§ Письменное задание: Во сколько раз, согласно отрывку, удлинялся путь при объезде лагуны Северной вокруг?

§ Выбранный отрывок:
━━━━━━━━━━━━━━━━

Алексей Федорчук
Вот и настала время рассказать историю о том, как возник славный Орден, неоднократно поминавшийся на предыдущих страницах. Ибо произошло это аккурат между эпической рыбалкой на метеостанции и Большим маршрутом от лагуны Северной. А именно во время переезда из первого пункта в тот, что должен был стать исходным для второго.
Ехать там было всего ничего — километров 15, если, опять-таки, следовать полёту птиц. Если же оставить птицам небо, а самим обратиться к тундре, были возможны варианты. Первый, подсказываемый здравым смыслом — обогнуть лагуну Северную вокруг. Однако таким образом путь удлинялся минимум втрое. Плюс к тому, что при этом пришлось бы проламываться сквозь кедрачи, ольхачи и прочие зелёные насаждения, которые вездеход ох как не любит. Да и вызывала сомнения переправа через речку, в лагуну впадающую: судя по карте, она была весьма приличной, не меньше Большого Тигиля, а там вполне было где поплавать (в следующий сезон в этом пришлось убедиться, но об этом в другой раз).

━━━━━━━━━━━━━━━━

Блок данных:
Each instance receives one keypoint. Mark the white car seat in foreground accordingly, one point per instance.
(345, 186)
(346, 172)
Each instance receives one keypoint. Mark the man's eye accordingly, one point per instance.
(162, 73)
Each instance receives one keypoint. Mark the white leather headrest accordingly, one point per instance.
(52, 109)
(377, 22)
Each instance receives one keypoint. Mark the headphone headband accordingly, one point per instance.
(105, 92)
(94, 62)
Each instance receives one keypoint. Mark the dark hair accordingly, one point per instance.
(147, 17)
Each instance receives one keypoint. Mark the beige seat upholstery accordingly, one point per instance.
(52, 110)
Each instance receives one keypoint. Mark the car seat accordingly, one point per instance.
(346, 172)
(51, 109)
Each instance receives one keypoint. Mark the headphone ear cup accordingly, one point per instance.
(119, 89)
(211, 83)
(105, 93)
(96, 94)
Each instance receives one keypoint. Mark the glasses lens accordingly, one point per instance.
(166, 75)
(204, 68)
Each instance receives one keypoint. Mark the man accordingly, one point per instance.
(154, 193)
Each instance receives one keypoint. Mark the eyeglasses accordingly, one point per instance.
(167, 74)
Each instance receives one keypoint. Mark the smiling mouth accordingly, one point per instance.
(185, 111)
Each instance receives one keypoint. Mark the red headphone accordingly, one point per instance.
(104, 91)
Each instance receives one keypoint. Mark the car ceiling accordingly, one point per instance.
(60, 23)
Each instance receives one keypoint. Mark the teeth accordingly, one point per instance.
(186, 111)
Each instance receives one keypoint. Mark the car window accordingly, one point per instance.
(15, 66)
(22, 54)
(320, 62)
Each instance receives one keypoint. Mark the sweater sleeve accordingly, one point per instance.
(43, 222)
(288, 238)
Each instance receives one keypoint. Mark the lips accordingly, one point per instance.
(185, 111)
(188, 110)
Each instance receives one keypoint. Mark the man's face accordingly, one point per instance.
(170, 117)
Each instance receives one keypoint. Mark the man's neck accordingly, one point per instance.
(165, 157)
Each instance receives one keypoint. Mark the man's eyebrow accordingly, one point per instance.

━━━━━━━━━━━━━━━━

§ Результат задания: Минимум втрое.